▶ **What is being asked**
Write out exactly, with no other output, the lines below from the one that contains "97L141 91L129 88L119" through the end.

● ● ● ● ●

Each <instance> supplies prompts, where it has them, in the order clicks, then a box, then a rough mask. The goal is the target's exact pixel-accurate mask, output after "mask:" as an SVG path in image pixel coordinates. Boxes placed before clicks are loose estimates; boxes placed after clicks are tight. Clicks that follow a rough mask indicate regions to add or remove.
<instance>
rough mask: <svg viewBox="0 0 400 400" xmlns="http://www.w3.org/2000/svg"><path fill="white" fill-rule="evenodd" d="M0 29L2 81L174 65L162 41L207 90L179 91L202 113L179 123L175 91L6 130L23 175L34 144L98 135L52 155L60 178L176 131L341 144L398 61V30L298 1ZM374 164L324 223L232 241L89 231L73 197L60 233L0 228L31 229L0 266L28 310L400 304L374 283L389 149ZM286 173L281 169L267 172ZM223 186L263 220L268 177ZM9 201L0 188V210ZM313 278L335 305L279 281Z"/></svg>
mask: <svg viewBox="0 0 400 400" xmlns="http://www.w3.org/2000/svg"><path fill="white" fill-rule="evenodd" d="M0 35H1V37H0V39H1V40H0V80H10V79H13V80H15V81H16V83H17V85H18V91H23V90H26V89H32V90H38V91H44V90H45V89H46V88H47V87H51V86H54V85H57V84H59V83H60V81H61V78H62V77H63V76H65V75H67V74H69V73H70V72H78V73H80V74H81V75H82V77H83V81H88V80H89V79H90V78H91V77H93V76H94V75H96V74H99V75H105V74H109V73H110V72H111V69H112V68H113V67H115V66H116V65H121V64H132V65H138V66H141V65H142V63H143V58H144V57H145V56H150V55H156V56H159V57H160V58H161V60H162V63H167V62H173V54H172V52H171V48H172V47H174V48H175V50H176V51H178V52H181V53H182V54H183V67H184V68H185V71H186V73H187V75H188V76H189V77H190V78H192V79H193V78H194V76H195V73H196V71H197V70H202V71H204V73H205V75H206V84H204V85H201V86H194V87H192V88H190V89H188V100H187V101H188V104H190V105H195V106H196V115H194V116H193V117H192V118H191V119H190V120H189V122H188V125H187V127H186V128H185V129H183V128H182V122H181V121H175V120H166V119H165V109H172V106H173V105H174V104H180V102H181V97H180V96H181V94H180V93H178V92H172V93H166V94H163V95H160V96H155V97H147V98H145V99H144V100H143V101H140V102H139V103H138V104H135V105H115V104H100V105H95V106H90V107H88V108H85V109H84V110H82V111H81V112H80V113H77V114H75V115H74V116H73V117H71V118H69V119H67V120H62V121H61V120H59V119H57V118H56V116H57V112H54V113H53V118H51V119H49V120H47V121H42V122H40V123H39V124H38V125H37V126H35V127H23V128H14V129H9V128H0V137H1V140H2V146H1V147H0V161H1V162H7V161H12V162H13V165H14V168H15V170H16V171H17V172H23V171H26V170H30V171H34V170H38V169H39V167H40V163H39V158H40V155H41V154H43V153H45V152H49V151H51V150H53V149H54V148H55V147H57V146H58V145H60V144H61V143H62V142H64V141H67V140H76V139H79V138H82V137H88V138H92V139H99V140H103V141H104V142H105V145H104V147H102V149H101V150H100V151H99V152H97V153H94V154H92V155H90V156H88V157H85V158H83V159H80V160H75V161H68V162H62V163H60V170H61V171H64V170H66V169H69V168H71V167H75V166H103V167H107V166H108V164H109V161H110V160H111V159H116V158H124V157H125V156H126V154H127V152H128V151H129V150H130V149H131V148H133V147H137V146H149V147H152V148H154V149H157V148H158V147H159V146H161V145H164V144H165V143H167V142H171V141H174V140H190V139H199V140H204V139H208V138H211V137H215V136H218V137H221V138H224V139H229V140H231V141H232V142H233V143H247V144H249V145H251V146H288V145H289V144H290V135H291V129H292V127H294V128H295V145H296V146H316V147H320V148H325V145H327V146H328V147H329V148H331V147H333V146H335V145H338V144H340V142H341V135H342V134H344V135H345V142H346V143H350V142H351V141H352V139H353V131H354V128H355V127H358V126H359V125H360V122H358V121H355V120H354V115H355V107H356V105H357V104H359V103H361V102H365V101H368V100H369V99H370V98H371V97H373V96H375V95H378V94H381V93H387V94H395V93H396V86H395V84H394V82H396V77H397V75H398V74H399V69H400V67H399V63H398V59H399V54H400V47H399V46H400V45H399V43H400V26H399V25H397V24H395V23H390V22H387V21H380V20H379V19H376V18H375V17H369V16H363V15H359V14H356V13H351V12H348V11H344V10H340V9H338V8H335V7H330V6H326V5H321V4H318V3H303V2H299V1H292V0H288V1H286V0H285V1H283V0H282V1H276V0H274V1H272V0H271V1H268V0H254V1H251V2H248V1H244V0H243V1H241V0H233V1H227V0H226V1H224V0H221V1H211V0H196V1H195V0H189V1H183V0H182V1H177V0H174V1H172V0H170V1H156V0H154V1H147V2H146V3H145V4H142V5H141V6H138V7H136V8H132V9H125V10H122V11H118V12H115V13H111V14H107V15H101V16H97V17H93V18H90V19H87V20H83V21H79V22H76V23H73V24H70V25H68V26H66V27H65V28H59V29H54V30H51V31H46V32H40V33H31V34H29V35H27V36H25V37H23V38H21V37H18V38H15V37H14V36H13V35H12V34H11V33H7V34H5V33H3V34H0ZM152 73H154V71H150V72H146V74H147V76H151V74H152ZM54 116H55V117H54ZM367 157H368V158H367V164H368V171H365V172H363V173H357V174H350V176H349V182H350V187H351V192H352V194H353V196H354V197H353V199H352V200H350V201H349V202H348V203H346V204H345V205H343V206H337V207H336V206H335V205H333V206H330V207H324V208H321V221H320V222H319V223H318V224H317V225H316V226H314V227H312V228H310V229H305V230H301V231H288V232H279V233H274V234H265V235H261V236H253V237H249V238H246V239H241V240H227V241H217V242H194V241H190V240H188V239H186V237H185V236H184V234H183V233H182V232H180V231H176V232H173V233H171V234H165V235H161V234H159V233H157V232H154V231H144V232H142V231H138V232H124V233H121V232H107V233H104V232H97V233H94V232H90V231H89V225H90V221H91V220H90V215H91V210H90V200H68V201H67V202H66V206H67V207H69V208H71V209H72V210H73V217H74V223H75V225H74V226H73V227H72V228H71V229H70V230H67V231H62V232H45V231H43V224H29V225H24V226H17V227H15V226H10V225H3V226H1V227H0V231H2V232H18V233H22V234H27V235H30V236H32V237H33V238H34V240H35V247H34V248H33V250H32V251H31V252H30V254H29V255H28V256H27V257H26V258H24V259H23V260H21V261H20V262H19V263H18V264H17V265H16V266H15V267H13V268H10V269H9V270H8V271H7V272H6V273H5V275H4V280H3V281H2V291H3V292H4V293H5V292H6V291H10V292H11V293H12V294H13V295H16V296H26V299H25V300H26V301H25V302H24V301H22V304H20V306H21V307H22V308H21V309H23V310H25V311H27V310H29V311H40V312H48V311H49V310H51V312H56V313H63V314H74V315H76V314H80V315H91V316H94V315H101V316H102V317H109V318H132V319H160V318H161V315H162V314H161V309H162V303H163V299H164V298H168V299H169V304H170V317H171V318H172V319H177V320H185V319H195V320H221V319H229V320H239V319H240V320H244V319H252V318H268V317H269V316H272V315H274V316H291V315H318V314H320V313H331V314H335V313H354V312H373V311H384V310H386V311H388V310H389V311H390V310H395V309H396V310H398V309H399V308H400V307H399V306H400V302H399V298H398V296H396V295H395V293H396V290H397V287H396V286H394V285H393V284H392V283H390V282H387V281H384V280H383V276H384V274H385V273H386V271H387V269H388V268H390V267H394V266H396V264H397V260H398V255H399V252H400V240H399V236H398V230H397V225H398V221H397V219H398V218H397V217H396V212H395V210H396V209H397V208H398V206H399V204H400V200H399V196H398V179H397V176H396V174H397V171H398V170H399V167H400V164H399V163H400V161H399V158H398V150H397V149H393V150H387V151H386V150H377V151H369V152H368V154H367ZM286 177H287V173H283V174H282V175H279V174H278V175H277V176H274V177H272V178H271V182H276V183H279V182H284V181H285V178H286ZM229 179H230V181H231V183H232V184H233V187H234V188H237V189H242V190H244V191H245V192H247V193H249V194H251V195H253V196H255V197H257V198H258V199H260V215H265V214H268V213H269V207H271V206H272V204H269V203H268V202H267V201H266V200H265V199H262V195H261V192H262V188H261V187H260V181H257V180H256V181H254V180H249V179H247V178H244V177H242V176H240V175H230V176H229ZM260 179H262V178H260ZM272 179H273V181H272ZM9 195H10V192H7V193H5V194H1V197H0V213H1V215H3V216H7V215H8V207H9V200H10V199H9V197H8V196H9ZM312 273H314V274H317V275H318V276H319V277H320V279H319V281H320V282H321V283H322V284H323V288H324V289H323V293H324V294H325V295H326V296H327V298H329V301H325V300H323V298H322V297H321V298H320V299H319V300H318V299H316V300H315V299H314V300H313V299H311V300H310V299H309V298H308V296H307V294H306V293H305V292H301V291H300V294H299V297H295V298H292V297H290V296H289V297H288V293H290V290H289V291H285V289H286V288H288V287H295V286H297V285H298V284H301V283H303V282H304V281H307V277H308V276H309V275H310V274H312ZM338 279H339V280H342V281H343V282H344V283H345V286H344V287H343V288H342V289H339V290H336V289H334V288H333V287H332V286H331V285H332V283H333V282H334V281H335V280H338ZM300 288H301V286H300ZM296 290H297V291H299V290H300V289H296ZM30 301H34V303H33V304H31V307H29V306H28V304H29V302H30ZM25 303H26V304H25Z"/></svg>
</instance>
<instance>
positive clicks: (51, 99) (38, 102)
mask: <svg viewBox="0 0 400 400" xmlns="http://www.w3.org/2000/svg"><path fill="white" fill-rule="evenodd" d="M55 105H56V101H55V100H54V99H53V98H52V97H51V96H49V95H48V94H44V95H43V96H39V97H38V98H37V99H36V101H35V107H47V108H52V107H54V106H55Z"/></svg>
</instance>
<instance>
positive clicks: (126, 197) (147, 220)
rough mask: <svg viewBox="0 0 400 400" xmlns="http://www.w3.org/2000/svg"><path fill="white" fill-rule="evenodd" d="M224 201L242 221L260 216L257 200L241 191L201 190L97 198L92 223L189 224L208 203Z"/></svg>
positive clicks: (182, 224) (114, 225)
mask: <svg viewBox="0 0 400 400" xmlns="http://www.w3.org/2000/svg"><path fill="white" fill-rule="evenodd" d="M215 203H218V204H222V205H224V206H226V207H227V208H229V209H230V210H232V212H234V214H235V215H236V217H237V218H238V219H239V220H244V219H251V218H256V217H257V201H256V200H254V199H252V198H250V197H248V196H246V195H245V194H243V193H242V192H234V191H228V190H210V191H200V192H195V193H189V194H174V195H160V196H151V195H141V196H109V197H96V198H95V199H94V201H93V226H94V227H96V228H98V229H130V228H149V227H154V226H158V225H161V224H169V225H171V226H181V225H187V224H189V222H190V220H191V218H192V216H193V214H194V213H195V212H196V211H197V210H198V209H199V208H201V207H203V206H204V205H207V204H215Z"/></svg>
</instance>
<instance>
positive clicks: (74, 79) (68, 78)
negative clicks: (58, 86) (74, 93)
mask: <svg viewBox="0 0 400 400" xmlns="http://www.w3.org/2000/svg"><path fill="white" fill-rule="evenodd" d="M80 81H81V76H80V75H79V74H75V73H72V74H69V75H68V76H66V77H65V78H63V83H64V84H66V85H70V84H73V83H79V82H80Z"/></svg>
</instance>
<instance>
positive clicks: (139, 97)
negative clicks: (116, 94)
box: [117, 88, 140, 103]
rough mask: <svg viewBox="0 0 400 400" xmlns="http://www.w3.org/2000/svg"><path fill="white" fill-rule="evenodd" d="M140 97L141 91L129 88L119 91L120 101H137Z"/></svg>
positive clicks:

● ● ● ● ●

▶ **Response to the exercise**
rough mask: <svg viewBox="0 0 400 400" xmlns="http://www.w3.org/2000/svg"><path fill="white" fill-rule="evenodd" d="M140 97L141 91L129 88L119 91L120 101H137Z"/></svg>
positive clicks:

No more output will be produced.